▶ _Selected text_

►

Price Growth is Positive for the Year

While certain types of CRE loans are in trouble and trading at a discount, pricing of real property in the aggregate has held up. CRE price growth for September 2020 actually rose by 1.4% year over year according to the Real Capital Analytics Commercial Property Price Index. Though the underlying breakdown is a little more nuanced, with gains in the multifamily (up 6.7%) and industrial sectors (up 7.4%) balancing declines in retail (down 5.3%) and office (down 1.5%). 

This strong price support for CRE in the face of depressed CRE loan pricing is in part the result of widespread forbearances being granted by lenders. This laxness, while encouraged by the regulators, has also made sense in many ways because the world changed so quickly. But this spirit of forbearance is rapidly coming to an end. I was recently on a panel with one of the largest special servicers in the country, who stated in no uncertain terms that hard decisions were imminent. Everyone got a pass last spring, but at this point, only the stronger borrowers with a good business and strategic plan to survive and credibility will be given further leniency. The day of reckoning is coming, which means forced sales down the road. 

The more significant reason for CRE price indices holding up as well as they have, has been the lack of transaction volume. Although CMBS trading volume is up 26%, CRE transaction volumes were down 57% in September. Transactions are just not occurring and market illiquidity seems to be masking the true decline in underlying valuations. The extent of this freeze has been somewhat surprising because there is pent up demand in the market. I speak to buyers on a daily basis and it seems like would-be buyers have been coming out of the woodwork to search for properties, and private equity and other promoters are raising funds at unprecedented levels. – all clamoring to buy. We also getting seller calls, inquiring as to the timing and conditions involved to auction a property. So the low transaction volume is not the result of people being in lock-down and out of the marketplace. Rather, the low transaction volume is the result of a wide disconnect between the pricing expectation of buyers and sellers. 

This disconnect is widely felt. According to a recent CBRE survey, 61% of CRE buyers are looking for discounts from pre-pandemic prices, while only 9% of CRE sellers are actually willing to offer them. Among buyers looking for discounts, nearly 75% were for office or retail properties and 95% were for suburban office. At Auction Advisors, we are constantly having to ascertain the immediately realizable value of a property, and bridge the gap between seller and buyer expectations. This is a challenge even under the best of times.  But the extent of this disconnect in the market today is staggering, and an ominous harbinger of things to come.

◄

▶ _Required work_
1. According to the CRE pricing excerpt, by what percentage did CRE transaction volumes fall in September?
2. Echo the CRE pricing excerpt from "Price Growth is" up to and including "office (down 1.5%).".
3. Summarize the CRE pricing excerpt in two sentences.
You won't need the listing.

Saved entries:
►

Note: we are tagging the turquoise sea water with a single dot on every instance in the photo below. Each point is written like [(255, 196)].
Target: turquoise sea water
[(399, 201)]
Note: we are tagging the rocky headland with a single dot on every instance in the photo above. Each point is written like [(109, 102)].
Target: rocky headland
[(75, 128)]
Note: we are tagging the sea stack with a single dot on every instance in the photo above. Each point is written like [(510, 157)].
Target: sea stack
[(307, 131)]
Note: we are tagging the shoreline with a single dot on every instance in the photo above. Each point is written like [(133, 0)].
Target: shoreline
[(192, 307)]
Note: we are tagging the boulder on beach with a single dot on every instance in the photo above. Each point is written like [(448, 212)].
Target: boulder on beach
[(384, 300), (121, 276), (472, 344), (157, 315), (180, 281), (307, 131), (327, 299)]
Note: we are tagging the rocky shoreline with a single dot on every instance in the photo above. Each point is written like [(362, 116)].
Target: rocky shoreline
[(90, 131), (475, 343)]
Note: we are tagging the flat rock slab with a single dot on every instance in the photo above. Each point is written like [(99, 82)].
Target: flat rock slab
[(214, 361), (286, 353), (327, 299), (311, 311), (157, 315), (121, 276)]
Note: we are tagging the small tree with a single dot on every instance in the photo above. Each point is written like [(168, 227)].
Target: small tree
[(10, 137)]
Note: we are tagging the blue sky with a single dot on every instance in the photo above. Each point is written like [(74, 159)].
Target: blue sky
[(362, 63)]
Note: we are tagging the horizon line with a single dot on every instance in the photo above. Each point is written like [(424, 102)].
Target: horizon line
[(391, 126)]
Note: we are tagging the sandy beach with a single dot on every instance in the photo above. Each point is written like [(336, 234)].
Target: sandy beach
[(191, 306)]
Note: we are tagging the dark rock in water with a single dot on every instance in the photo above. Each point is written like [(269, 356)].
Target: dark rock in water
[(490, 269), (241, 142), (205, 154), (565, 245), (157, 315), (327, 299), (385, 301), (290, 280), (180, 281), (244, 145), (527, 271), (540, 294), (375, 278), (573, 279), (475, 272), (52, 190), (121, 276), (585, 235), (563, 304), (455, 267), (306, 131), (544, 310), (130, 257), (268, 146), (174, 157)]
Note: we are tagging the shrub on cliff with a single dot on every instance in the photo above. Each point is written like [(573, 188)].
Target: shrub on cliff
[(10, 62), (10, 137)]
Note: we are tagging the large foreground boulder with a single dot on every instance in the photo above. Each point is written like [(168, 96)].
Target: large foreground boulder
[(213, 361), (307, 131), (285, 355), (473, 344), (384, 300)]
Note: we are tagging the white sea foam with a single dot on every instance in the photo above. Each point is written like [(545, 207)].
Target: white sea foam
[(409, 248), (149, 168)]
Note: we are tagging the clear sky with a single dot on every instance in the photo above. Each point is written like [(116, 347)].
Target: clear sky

◄

▶ _Answers below_
1. They fell 57%.

2.
Price Growth is Positive for the Year

While certain types of CRE loans are in trouble and trading at a discount, pricing of real property in the aggregate has held up. CRE price growth for September 2020 actually rose by 1.4% year over year according to the Real Capital Analytics Commercial Property Price Index. Though the underlying breakdown is a little more nuanced, with gains in the multifamily (up 6.7%) and industrial sectors (up 7.4%) balancing declines in retail (down 5.3%) and office (down 1.5%).

3. Although some CRE loans are trading at a discount, aggregate CRE prices rose 1.4% year over year in September 2020, supported partly by widespread lender forbearance that is now ending. The more significant reason prices have held up is low transaction volume, which results from a wide disconnect between buyers seeking discounts and sellers unwilling to offer them.